| Work required |
Without including the images, transcribe each record precisely as it appears below.

□ □ □ □

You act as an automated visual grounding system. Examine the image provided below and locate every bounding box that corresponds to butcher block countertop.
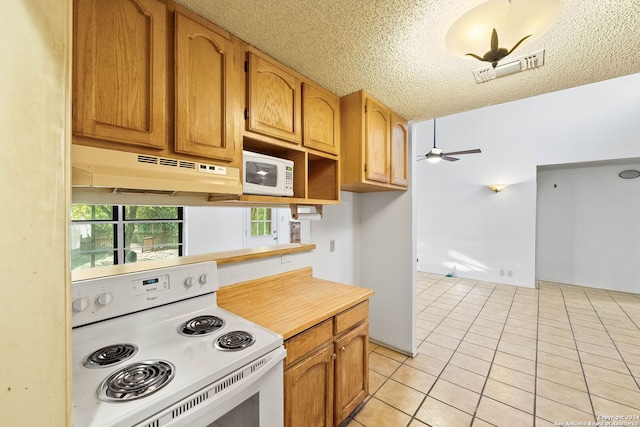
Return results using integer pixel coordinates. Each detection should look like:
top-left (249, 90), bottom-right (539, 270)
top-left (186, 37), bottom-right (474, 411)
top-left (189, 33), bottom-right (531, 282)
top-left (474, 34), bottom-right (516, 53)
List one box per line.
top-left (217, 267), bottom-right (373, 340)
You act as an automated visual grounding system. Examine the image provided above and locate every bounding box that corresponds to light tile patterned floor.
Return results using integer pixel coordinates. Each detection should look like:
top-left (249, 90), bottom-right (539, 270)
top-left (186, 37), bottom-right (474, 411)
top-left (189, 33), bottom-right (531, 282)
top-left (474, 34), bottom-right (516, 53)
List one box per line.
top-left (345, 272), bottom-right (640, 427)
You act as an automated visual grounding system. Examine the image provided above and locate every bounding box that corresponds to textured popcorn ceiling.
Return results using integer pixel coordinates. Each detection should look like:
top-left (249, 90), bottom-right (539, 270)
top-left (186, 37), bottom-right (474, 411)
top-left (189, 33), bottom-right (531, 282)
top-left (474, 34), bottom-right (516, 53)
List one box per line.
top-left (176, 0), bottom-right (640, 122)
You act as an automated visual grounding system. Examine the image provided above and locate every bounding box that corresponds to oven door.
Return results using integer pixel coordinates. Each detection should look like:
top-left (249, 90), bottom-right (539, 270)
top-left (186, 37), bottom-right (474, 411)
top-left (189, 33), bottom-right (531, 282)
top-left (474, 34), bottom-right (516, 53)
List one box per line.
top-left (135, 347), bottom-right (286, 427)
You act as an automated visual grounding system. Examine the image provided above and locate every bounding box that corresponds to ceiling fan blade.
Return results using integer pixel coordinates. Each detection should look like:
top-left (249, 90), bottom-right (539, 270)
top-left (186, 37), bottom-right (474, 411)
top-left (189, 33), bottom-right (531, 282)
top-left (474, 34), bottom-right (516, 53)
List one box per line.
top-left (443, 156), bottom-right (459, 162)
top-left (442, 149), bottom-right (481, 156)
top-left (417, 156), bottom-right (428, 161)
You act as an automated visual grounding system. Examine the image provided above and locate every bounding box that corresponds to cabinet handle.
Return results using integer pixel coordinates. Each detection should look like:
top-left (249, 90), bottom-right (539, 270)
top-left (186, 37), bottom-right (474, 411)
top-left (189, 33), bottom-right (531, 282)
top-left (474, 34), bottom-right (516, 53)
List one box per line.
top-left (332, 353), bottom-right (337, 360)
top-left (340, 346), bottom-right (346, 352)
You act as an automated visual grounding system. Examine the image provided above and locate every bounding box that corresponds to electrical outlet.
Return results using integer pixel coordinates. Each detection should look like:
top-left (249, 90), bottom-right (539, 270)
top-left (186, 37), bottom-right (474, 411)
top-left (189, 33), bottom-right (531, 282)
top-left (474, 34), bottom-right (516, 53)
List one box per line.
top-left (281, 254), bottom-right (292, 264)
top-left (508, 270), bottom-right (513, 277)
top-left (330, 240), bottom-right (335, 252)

□ □ □ □

| Reply to the exercise |
You act as an automated visual grounding system. Examine the image provided below and locate every bounding box that corresponds to butcher block countertop.
Return results using integer pixel coordinates. Each detection should look like:
top-left (249, 90), bottom-right (539, 270)
top-left (186, 37), bottom-right (474, 411)
top-left (189, 33), bottom-right (531, 282)
top-left (474, 34), bottom-right (516, 53)
List one box per line.
top-left (217, 267), bottom-right (373, 340)
You act as an automated visual grounding system. Examine the image provided above and locate every bounding box that corresponds to light tile patterned floor.
Return results using integer pixel coordinates. Each detection should look like:
top-left (249, 90), bottom-right (539, 270)
top-left (186, 37), bottom-right (474, 411)
top-left (189, 33), bottom-right (531, 282)
top-left (474, 34), bottom-right (516, 53)
List one box per line.
top-left (345, 272), bottom-right (640, 427)
You act as an automated visual grounding system. Examine the image provided above and locate every bounding box that corresponds to textured popcorn ceiling.
Return results using integer pixel coordinates. Each detection should look like:
top-left (249, 90), bottom-right (539, 270)
top-left (186, 37), bottom-right (474, 411)
top-left (189, 33), bottom-right (531, 282)
top-left (474, 34), bottom-right (516, 53)
List one box per line.
top-left (176, 0), bottom-right (640, 122)
You act as an automated visual grounding system. Examine the image provided above and locate every bounding box that corresponds to oven door.
Return results using integer pixel coordinates. Each detection should look like:
top-left (249, 90), bottom-right (539, 270)
top-left (186, 37), bottom-right (474, 411)
top-left (189, 33), bottom-right (531, 282)
top-left (474, 34), bottom-right (516, 53)
List one box per line.
top-left (135, 347), bottom-right (286, 427)
You act as an automated visual grounding system. Examine the image provided above and locate every bounding box that corresponds to ceiling fan blade.
Return results using integer pixel coordinates. Each detection should look like:
top-left (249, 90), bottom-right (539, 270)
top-left (186, 37), bottom-right (474, 411)
top-left (189, 33), bottom-right (531, 282)
top-left (474, 34), bottom-right (516, 53)
List one box per line.
top-left (443, 156), bottom-right (459, 162)
top-left (442, 149), bottom-right (481, 156)
top-left (417, 156), bottom-right (428, 161)
You act as an automated visual grounding system. Examine the image provided above and locate every bounding box that corresponds to cabinet handle.
Return results using integer pixel coordinates. Each detection should look like:
top-left (249, 90), bottom-right (539, 270)
top-left (186, 37), bottom-right (474, 411)
top-left (189, 33), bottom-right (531, 282)
top-left (474, 34), bottom-right (516, 53)
List one box per line.
top-left (332, 353), bottom-right (337, 360)
top-left (340, 346), bottom-right (346, 352)
You act as an automated visual grounding system. Examine the image provided above and locate every bounding box that corresponds to electrical outlet.
Return results using integer pixel coordinates. Each detection should look like:
top-left (249, 90), bottom-right (539, 270)
top-left (186, 37), bottom-right (474, 411)
top-left (189, 33), bottom-right (531, 282)
top-left (474, 34), bottom-right (516, 53)
List one box per line.
top-left (281, 254), bottom-right (292, 264)
top-left (508, 270), bottom-right (513, 277)
top-left (330, 240), bottom-right (335, 252)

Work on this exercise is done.